> **Aufgabe**
Ziehen Sie aus den Zeilen unten jede Zeile heraus, in der das Wort „purple“ vorkommt.

> **Erfasste Daten**

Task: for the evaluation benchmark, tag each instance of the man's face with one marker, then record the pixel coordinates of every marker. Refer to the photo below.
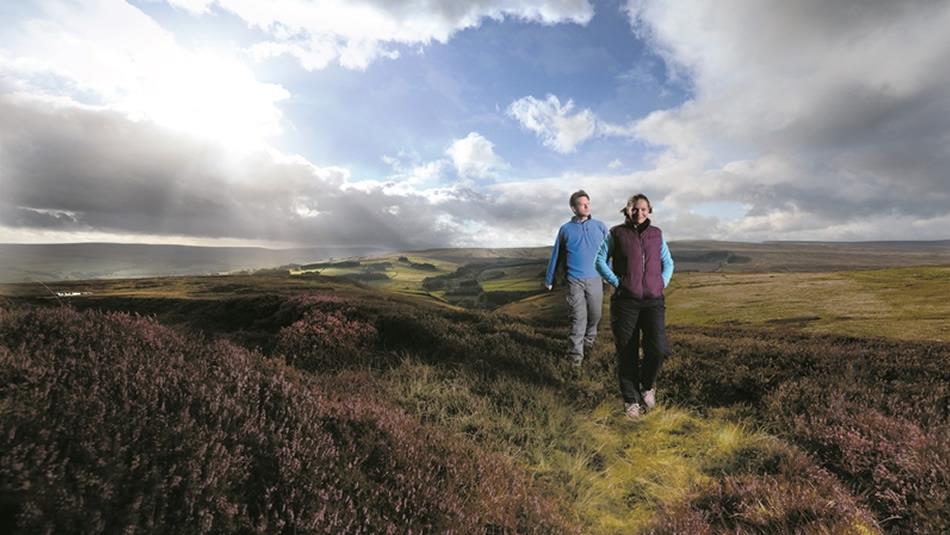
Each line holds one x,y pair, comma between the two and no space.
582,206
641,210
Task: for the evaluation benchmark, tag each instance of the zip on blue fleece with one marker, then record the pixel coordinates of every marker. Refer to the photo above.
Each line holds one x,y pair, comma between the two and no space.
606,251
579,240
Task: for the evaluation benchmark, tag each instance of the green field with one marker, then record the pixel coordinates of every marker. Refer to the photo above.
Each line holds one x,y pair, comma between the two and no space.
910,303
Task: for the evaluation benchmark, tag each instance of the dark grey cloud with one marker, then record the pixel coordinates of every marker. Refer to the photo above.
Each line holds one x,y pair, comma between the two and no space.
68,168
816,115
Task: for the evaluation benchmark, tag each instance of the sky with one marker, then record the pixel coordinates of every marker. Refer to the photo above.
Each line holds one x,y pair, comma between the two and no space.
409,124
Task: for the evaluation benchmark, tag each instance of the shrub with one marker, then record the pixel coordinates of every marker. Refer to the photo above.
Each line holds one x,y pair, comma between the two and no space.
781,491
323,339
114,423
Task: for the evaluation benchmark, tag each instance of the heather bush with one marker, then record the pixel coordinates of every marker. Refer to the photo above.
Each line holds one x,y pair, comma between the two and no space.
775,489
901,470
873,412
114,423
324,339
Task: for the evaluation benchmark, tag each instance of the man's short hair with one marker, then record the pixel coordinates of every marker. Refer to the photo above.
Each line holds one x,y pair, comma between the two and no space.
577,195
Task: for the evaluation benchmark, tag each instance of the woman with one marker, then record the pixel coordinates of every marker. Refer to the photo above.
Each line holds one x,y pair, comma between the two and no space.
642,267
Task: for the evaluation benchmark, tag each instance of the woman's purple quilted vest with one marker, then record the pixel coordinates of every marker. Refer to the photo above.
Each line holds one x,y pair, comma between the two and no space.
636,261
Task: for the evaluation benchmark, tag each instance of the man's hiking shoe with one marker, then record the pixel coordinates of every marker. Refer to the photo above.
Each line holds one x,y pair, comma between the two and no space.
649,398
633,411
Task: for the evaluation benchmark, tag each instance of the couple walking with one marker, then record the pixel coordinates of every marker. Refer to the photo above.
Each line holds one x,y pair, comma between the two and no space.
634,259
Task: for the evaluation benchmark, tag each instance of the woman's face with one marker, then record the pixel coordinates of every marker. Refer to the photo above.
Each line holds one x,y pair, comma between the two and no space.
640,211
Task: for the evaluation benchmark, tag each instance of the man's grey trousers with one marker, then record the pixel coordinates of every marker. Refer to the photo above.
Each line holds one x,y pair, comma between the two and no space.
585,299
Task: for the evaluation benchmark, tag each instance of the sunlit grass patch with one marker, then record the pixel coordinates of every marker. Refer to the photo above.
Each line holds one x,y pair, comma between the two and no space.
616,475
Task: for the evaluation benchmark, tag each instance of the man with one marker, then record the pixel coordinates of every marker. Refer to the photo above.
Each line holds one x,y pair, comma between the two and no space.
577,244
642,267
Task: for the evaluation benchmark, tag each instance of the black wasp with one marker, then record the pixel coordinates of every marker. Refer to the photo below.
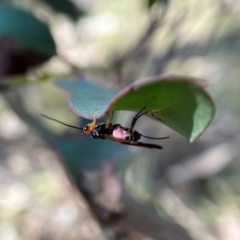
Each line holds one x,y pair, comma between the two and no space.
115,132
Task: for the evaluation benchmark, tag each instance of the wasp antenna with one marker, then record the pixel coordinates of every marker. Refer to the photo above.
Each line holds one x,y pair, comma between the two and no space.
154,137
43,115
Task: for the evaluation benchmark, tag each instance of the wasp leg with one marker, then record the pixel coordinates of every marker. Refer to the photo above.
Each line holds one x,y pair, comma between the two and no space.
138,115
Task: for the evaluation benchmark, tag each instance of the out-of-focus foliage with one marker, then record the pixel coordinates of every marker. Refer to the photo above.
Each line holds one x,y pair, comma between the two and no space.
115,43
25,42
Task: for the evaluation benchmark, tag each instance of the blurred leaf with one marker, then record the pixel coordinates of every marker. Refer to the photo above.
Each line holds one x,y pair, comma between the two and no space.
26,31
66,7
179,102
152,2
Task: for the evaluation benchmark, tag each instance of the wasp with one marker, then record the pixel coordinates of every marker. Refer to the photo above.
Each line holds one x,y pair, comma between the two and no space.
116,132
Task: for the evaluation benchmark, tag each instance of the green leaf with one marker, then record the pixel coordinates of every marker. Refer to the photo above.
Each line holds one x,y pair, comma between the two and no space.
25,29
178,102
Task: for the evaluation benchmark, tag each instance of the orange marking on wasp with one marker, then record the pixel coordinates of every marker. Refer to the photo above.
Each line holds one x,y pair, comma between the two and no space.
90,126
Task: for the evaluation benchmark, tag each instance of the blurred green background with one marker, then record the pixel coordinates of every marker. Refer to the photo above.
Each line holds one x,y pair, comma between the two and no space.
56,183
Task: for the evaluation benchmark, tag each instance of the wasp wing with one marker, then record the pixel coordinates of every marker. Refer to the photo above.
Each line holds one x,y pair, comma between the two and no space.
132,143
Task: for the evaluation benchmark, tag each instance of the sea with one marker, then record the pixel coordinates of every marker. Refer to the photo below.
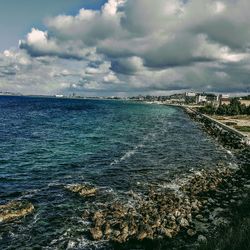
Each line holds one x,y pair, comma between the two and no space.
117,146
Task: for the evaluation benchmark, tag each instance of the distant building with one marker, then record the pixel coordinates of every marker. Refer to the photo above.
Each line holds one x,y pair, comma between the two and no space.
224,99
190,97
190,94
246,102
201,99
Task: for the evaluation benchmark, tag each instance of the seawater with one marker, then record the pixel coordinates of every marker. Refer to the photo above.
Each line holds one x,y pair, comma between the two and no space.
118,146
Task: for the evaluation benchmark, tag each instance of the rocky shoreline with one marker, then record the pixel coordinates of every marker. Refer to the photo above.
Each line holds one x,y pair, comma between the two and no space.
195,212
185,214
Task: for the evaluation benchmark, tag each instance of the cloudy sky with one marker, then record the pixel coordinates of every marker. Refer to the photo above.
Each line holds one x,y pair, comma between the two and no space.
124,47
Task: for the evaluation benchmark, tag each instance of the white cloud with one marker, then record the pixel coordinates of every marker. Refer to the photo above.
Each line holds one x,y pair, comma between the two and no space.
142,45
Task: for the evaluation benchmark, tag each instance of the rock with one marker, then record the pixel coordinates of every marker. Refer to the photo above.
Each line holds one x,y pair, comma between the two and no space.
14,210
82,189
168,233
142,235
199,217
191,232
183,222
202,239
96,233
--
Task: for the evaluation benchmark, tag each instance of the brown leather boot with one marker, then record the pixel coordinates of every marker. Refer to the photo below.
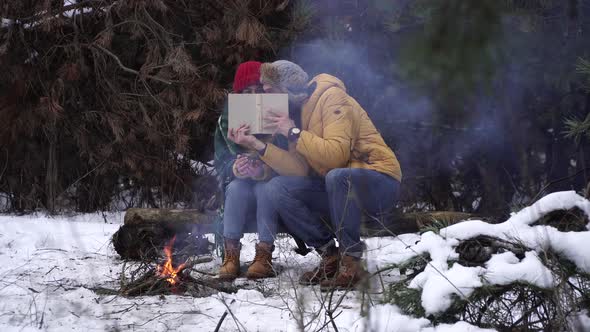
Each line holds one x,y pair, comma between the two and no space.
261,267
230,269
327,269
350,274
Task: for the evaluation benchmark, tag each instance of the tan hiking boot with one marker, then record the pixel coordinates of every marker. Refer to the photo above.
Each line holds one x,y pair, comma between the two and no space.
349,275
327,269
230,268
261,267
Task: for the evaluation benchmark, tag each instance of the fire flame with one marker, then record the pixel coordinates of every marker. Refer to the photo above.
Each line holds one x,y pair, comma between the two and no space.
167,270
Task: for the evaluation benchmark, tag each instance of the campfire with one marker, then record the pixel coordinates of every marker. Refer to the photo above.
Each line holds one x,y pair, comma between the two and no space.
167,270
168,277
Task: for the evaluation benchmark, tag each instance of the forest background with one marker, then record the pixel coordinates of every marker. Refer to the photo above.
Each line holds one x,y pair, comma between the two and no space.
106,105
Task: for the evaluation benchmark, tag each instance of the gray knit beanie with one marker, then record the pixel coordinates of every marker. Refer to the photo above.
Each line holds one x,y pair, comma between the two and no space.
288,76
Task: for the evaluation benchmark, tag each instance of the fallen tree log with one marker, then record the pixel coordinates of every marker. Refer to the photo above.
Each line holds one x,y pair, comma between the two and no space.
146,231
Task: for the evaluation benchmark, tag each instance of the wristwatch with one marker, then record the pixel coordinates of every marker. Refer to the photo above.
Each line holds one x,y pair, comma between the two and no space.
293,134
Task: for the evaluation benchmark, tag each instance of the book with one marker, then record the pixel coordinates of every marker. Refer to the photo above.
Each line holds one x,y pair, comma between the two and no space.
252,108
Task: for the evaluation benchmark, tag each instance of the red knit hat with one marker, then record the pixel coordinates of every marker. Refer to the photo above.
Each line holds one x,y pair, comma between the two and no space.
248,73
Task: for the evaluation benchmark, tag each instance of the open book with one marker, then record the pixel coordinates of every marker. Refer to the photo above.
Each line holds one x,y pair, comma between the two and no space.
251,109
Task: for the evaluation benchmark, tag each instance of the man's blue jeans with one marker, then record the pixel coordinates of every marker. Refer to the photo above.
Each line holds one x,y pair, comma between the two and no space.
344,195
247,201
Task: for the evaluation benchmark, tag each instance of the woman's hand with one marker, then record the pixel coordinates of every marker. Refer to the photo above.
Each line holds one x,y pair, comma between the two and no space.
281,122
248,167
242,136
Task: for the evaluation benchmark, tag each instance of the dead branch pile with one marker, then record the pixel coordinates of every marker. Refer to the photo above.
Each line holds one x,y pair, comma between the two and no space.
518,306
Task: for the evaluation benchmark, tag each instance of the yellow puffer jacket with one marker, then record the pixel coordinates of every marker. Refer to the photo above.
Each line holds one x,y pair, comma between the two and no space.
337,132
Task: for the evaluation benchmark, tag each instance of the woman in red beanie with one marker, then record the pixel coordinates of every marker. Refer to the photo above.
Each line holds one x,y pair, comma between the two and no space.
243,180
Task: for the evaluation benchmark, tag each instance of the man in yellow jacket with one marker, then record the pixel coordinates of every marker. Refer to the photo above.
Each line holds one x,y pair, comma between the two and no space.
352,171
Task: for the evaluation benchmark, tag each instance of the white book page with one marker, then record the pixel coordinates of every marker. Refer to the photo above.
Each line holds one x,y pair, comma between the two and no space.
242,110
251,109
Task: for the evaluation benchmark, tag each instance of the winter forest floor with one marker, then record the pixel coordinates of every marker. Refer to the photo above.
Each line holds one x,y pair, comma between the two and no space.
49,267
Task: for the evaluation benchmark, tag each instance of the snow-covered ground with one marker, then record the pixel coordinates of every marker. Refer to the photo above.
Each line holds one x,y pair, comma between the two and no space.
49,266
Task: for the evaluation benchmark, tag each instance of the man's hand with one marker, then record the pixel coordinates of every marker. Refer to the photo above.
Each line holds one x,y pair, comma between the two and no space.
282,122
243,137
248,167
---
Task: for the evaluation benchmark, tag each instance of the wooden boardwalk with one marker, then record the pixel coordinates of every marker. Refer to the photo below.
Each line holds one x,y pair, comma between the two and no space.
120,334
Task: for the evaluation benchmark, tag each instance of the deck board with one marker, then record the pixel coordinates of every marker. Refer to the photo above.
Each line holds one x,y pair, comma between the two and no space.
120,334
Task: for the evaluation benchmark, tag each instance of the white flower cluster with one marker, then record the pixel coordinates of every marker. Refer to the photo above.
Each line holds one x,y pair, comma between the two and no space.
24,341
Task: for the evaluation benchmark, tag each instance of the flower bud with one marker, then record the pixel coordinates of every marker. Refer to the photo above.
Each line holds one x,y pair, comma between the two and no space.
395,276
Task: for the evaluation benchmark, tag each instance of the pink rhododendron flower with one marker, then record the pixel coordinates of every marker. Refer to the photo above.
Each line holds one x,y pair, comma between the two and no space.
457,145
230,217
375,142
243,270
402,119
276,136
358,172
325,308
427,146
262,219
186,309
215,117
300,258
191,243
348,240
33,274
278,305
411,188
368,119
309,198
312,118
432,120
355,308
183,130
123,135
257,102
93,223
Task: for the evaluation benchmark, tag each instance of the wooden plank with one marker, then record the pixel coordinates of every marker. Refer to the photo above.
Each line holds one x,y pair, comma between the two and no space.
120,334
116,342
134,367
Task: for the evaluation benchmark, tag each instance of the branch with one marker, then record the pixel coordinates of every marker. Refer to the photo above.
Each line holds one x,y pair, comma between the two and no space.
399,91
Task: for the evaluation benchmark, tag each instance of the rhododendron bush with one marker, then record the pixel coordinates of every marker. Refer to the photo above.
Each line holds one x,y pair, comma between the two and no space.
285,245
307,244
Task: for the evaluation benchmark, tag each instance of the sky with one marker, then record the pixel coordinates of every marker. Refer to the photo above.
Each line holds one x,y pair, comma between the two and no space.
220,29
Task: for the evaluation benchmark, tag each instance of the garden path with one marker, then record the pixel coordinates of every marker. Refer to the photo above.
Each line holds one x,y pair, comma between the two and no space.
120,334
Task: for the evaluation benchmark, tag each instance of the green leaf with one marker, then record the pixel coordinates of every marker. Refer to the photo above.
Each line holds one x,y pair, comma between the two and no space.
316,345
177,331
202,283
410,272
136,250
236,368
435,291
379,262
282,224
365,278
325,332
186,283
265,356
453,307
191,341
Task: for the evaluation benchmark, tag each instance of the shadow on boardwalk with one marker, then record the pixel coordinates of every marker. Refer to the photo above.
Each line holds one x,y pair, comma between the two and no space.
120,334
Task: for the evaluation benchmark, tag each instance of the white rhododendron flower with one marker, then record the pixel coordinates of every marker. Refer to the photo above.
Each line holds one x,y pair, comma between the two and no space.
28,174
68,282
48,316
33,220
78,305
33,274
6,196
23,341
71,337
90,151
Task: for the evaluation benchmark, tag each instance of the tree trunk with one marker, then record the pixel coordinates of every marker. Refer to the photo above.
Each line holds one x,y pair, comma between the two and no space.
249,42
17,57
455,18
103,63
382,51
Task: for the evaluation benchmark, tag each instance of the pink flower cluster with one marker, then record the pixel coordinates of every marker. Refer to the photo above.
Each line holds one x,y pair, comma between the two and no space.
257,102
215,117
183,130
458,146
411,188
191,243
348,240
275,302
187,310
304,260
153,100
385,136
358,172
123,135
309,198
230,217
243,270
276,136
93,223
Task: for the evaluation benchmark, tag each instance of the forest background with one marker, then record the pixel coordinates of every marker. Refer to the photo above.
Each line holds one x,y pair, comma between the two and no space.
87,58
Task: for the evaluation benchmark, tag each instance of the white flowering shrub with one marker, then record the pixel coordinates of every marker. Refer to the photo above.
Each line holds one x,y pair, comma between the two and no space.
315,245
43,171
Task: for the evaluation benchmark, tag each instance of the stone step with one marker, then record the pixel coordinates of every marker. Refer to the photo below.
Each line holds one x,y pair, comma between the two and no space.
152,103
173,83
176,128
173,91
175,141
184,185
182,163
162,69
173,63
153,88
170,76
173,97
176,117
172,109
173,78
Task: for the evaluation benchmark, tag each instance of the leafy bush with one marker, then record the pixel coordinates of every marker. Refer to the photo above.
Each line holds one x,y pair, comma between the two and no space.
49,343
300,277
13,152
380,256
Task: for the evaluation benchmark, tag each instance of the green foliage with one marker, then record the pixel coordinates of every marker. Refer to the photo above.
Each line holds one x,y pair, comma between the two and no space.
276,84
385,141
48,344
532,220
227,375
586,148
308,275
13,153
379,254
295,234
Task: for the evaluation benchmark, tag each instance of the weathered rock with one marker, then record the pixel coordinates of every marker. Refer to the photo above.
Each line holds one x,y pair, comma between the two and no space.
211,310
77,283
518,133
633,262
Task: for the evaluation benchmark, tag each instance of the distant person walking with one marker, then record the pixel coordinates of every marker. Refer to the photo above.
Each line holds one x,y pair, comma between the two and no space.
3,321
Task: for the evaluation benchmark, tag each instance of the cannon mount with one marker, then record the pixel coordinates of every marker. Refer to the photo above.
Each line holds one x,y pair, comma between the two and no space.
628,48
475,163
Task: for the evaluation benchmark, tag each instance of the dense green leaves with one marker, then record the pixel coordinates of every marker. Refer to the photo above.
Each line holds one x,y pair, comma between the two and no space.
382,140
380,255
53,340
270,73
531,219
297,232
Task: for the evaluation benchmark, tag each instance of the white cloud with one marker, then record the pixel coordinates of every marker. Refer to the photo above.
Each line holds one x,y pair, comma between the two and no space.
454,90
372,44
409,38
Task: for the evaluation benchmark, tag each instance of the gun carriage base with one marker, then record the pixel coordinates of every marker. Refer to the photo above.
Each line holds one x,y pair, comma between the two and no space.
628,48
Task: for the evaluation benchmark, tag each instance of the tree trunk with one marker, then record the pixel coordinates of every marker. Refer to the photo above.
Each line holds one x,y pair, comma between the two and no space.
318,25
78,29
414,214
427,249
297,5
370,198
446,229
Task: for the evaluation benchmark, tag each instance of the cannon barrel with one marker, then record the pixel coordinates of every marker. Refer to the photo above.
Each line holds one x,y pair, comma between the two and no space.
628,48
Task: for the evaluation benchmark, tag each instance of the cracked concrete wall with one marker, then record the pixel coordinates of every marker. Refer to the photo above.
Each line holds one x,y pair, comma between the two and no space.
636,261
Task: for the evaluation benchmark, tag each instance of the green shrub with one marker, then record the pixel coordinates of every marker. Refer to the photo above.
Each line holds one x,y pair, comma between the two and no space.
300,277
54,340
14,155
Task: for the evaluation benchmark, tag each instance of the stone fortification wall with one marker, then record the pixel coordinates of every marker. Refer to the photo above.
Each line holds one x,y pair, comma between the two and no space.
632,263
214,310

> **Lösung**
Task: for the evaluation benchmark, tag each instance of the woman's purple quilted vest with one marker, then record the pixel coordinates of every marker. Refer to the photo above.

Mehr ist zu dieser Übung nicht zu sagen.